▶ [EXERCISE OBJECTIVE] Show every line of the data below that contains the word "mirror", copying each line in full.
☆ ☆ ☆ ☆ ☆ ☆ ☆
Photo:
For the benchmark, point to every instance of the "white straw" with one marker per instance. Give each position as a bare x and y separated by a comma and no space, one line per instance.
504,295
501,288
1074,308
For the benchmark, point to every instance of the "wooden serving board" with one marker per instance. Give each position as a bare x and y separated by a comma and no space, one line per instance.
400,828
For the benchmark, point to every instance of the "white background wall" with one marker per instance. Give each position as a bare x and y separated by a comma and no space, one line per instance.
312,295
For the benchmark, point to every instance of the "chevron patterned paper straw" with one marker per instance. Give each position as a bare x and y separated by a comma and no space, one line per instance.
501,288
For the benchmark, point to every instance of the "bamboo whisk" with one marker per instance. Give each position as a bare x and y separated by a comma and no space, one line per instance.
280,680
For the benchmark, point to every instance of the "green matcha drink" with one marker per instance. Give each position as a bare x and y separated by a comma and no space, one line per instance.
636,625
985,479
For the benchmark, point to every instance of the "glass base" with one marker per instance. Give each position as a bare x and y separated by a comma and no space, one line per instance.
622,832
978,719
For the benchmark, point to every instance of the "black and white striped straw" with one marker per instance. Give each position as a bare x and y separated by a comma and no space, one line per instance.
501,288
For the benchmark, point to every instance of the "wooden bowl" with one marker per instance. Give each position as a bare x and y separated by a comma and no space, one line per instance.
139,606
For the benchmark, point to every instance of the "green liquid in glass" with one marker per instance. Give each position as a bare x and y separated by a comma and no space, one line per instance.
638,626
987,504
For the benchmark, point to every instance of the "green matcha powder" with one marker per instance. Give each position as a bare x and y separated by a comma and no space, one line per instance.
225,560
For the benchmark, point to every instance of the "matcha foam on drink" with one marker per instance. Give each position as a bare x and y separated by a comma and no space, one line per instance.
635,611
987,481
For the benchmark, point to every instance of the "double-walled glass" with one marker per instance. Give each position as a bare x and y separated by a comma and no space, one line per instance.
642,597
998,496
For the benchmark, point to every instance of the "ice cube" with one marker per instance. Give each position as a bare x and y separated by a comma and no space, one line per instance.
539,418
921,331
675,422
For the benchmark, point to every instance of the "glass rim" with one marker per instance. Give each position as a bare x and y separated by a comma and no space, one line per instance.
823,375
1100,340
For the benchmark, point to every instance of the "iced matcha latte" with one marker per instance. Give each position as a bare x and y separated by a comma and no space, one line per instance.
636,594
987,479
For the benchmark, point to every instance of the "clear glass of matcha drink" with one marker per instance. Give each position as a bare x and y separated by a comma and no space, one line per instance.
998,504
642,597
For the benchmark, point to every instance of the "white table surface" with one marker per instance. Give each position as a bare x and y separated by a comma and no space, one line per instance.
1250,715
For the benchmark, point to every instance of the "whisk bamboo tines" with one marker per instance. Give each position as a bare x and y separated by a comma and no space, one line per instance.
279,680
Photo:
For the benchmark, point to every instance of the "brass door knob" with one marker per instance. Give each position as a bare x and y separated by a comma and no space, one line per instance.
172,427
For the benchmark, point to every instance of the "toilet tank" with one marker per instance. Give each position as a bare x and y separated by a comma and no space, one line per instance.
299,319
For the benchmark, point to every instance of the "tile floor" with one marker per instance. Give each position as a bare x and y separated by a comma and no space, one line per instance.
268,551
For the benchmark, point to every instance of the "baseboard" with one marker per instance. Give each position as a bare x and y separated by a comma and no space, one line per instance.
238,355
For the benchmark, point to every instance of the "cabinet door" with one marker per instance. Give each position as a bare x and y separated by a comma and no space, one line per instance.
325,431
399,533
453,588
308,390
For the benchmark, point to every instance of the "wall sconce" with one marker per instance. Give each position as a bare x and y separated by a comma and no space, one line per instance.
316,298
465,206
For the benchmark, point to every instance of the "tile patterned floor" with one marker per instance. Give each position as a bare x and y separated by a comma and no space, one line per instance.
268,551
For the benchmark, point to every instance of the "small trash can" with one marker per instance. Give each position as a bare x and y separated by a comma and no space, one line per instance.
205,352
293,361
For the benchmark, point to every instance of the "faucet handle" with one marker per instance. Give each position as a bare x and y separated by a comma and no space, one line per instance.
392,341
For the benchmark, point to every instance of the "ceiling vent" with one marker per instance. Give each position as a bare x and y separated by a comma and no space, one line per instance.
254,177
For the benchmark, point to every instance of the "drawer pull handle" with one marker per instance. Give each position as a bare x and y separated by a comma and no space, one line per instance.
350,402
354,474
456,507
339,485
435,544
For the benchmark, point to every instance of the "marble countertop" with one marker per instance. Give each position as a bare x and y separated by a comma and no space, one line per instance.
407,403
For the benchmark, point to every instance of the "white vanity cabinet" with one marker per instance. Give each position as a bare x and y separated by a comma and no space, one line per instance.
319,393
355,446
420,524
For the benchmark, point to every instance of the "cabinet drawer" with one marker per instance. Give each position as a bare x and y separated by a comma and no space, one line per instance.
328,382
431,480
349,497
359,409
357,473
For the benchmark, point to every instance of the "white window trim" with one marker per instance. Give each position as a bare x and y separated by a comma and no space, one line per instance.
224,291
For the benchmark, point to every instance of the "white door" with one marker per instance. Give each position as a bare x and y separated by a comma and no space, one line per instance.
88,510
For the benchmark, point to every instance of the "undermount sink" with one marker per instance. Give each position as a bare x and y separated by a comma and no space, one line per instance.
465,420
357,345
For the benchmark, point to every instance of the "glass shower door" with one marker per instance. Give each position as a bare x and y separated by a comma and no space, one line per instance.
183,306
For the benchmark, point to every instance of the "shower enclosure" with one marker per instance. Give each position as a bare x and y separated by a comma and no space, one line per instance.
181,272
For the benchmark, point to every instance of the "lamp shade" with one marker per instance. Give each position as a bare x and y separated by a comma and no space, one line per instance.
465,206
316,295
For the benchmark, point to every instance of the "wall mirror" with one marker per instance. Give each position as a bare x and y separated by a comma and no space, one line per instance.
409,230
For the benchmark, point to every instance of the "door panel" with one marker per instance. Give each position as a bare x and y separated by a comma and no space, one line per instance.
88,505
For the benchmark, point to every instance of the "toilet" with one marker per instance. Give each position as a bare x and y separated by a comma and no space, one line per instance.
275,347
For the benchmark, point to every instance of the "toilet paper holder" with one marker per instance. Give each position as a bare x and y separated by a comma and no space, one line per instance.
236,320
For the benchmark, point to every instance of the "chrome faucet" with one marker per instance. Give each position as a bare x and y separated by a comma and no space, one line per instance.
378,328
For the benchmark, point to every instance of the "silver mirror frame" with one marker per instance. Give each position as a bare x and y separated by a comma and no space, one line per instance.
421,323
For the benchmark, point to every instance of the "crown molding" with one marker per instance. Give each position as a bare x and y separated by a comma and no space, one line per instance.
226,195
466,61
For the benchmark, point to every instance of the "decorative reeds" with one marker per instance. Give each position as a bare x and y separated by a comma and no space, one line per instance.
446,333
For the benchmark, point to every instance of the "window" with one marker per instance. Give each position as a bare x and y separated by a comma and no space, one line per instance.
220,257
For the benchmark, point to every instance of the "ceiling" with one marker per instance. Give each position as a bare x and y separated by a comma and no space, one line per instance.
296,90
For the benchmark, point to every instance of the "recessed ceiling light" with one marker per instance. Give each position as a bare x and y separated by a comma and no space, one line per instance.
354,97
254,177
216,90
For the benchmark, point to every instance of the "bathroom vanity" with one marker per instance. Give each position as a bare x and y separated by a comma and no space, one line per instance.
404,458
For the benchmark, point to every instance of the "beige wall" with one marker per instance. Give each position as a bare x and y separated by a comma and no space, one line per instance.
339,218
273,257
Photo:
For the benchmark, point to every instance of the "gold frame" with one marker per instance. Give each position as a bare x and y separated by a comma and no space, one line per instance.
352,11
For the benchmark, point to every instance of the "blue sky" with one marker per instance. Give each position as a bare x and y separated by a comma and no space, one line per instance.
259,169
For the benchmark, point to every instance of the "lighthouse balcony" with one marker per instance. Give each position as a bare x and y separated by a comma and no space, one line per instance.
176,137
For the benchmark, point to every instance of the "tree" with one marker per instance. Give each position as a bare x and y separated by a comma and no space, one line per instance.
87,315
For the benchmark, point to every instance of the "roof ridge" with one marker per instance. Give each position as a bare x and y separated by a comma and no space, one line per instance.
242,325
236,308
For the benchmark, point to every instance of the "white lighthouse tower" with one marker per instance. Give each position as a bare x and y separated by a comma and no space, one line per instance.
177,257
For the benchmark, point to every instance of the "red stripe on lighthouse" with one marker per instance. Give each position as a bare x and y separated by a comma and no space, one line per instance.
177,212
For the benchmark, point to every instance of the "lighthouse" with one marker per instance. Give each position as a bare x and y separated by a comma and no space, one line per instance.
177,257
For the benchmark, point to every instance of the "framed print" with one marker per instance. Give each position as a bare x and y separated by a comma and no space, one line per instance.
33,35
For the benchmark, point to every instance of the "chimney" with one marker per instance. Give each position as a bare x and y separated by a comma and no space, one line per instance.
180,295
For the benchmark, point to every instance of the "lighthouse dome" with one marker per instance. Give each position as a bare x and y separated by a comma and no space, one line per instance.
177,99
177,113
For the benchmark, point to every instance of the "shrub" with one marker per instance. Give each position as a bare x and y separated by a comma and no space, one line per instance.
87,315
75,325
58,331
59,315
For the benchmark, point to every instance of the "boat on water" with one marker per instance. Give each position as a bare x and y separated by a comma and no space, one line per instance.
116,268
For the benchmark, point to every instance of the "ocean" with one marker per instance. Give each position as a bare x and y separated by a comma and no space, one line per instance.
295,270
☆ ☆ ☆ ☆ ☆ ☆ ☆
▶ [SOLUTION FOR THIS PROBLEM]
For the benchmark, point to every instance of the "wall mirror" with one marker per instance. Give each position as a bare x and y separated by a comma and no space, one line per instance.
For the benchmark, point to every instance of the "silver mirror frame" with one marker per instance. Give each position as a bare x and y separated by a comma and no space, one line per instance.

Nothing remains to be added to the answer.